Given request » Can you duplicate the lines of the listing below, from the one containing "Where can the sky" through the one containing "<point>75,177</point>", both included, with nothing changed?

Records shown »

■ ■ ■ ■ ■

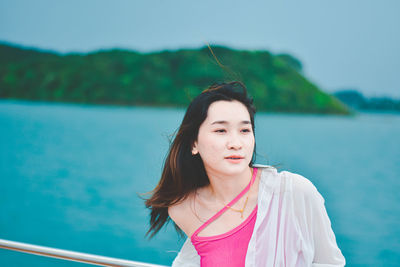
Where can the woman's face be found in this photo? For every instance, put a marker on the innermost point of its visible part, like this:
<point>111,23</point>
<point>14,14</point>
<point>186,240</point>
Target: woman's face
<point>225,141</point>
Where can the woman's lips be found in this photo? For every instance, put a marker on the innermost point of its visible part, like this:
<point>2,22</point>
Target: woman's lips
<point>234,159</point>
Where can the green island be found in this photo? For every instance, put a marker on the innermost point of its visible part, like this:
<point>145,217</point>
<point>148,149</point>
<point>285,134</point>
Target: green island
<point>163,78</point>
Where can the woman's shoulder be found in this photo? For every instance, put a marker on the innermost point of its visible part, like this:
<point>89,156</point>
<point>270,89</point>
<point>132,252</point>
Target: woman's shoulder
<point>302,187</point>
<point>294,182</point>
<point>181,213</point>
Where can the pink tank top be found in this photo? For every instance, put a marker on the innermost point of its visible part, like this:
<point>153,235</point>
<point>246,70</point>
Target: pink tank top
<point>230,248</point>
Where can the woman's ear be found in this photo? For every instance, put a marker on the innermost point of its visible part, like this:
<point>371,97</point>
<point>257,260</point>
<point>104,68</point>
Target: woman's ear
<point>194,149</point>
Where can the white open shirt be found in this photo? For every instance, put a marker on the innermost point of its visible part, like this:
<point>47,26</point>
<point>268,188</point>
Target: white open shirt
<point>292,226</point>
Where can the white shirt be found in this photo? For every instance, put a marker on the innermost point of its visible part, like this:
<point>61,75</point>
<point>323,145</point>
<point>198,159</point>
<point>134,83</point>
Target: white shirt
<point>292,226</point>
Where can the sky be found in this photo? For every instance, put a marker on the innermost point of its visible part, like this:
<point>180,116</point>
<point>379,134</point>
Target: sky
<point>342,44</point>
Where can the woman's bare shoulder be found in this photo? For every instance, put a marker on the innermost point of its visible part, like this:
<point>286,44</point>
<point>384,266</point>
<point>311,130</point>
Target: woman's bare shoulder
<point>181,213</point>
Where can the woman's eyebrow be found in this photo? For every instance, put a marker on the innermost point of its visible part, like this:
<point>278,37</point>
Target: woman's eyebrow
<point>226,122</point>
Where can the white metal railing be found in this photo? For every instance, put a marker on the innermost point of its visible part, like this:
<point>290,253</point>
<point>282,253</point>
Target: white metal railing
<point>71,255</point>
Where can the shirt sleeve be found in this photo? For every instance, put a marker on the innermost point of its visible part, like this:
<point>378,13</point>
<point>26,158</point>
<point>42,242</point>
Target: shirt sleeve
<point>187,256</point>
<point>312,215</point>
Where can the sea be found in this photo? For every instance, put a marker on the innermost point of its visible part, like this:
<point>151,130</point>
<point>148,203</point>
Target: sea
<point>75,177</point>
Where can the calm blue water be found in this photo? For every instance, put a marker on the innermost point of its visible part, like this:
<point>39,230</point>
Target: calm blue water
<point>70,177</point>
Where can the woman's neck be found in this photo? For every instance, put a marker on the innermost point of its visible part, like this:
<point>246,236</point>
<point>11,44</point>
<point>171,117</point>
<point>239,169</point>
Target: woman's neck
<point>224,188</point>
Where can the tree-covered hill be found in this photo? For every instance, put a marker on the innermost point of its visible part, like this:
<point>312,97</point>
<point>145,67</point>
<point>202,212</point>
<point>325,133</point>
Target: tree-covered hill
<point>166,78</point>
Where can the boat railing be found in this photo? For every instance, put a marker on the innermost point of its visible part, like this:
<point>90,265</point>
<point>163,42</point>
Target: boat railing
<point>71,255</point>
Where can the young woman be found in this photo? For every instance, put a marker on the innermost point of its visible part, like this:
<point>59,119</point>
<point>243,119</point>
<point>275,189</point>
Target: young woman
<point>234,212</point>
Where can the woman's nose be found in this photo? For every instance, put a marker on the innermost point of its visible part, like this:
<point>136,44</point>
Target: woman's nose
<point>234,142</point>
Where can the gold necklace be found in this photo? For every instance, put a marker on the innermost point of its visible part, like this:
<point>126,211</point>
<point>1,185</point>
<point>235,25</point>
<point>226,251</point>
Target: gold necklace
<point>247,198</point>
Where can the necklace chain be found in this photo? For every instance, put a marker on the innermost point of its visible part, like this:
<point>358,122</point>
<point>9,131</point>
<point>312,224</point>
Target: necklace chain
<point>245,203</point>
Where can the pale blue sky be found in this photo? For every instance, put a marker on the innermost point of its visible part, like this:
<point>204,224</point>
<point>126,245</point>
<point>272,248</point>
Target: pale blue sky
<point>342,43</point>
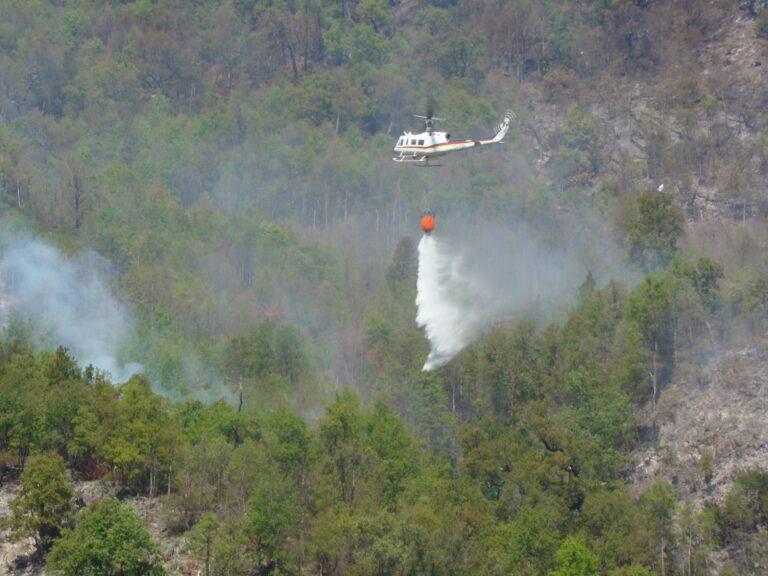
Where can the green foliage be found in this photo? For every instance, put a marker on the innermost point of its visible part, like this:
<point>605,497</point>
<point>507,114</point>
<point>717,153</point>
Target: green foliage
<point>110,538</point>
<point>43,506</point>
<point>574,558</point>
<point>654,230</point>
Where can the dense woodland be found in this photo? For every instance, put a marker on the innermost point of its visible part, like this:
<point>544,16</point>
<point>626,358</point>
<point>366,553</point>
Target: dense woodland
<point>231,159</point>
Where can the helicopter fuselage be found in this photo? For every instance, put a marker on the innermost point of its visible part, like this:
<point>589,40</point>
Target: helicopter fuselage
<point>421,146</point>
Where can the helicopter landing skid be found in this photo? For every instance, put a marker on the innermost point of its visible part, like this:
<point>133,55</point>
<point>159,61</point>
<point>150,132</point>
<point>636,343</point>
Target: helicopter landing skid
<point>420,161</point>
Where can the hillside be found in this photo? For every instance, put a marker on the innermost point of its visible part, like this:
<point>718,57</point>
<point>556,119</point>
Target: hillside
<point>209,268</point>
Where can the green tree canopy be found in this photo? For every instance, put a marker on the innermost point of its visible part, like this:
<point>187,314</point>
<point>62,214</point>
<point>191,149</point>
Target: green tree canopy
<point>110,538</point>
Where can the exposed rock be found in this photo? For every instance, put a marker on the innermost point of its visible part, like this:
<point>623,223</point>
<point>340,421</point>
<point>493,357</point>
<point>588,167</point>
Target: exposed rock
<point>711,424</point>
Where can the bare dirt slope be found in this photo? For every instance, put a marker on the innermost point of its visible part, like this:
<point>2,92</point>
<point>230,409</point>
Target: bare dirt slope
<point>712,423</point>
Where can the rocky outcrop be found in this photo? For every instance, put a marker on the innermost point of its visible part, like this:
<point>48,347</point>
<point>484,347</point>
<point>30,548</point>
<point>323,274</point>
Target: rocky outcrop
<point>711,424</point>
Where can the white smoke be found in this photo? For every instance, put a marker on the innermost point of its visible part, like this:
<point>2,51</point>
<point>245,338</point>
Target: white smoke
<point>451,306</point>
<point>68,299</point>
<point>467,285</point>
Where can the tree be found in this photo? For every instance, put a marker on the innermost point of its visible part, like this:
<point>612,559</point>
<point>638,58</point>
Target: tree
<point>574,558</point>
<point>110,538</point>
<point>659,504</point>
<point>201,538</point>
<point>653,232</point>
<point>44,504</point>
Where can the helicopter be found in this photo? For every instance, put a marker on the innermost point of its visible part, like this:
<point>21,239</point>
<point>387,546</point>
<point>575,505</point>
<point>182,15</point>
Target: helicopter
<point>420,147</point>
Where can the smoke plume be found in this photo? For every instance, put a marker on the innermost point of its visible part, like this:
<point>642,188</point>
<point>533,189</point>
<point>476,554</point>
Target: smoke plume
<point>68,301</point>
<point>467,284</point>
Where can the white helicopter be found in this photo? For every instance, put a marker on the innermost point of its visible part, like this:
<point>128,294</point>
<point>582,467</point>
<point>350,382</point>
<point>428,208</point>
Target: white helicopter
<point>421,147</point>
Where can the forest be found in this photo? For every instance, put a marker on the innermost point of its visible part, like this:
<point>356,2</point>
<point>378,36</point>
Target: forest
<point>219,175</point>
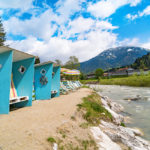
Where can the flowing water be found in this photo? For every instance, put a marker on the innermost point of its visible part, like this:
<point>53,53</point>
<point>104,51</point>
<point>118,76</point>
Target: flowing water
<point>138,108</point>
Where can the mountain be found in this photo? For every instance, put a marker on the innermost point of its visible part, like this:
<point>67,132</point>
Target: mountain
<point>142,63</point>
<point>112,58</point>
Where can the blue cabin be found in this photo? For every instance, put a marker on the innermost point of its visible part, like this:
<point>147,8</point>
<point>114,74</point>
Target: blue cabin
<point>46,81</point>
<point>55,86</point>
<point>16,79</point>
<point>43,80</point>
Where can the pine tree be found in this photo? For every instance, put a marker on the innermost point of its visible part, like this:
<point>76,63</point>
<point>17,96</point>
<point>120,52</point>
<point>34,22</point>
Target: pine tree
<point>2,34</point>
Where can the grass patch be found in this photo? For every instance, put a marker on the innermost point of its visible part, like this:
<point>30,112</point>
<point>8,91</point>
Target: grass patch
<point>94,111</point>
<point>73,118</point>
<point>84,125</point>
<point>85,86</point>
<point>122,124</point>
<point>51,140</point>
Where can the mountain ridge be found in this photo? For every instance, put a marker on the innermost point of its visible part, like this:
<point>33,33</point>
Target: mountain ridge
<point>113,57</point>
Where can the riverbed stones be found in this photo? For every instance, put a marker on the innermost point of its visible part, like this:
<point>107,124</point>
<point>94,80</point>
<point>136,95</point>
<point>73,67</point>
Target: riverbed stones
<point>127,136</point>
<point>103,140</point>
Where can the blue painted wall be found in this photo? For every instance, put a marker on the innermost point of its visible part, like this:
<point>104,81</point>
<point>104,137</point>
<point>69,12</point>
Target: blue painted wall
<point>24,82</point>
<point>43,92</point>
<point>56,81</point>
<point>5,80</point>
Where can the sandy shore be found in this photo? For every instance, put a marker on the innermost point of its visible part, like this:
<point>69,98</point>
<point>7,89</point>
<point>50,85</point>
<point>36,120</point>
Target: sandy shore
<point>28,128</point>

■ ■ ■ ■ ■

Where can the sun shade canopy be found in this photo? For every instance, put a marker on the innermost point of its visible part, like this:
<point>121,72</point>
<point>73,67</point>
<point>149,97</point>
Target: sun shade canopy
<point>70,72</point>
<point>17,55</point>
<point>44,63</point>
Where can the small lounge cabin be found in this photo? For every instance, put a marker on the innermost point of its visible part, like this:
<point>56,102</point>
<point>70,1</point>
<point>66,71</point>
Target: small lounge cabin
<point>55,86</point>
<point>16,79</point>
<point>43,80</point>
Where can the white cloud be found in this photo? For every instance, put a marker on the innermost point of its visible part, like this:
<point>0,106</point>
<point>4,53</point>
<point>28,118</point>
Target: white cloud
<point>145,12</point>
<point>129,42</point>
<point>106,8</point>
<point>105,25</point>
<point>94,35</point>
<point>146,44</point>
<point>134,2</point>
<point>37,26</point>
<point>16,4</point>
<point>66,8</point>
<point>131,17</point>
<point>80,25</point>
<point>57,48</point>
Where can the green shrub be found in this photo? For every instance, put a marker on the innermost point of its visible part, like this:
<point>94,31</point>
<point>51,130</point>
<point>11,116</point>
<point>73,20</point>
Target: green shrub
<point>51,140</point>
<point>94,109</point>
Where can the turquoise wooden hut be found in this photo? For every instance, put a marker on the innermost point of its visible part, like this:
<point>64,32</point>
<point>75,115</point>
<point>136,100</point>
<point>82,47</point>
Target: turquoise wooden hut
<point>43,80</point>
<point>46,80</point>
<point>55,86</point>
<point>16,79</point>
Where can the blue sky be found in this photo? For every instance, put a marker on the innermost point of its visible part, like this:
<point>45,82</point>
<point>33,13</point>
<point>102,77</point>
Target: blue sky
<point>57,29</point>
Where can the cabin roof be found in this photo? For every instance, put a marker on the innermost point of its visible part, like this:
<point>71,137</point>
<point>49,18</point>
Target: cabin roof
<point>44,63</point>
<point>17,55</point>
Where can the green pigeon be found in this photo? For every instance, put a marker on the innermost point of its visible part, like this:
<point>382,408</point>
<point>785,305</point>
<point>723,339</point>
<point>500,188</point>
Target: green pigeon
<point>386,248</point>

■ ■ ■ ■ ■

Result »
Where can the sky be found in this photo? For every instance, put a marker on the innermost point of its visible part, like this:
<point>180,116</point>
<point>379,134</point>
Target: sky
<point>342,44</point>
Where can the woman's bare shoulder be found in this photo? For every instance, put a marker on the innermost point of its visible part, like this:
<point>286,44</point>
<point>384,266</point>
<point>311,130</point>
Target: woman's bare shoulder
<point>181,213</point>
Where can the woman's eyebrow be found in this photo? For every instance, put a marker on the innermost point of its visible part, like this:
<point>278,37</point>
Target: woman's eyebrow
<point>226,122</point>
Where can the white metal railing be found in this photo? For every instance, put a marker on the innermost point of its visible part, like this:
<point>290,253</point>
<point>282,253</point>
Target: white metal railing
<point>71,255</point>
Where can the shirt sleeve be found in this photo? For every instance, put a marker on the innermost point of its visible part, like this:
<point>378,13</point>
<point>26,158</point>
<point>42,242</point>
Target: shirt sleeve
<point>187,256</point>
<point>312,215</point>
Where can the sea be found in this photo? For every instance, put a marker on the innermost point of its visible part, like this:
<point>151,130</point>
<point>148,203</point>
Target: sea
<point>75,177</point>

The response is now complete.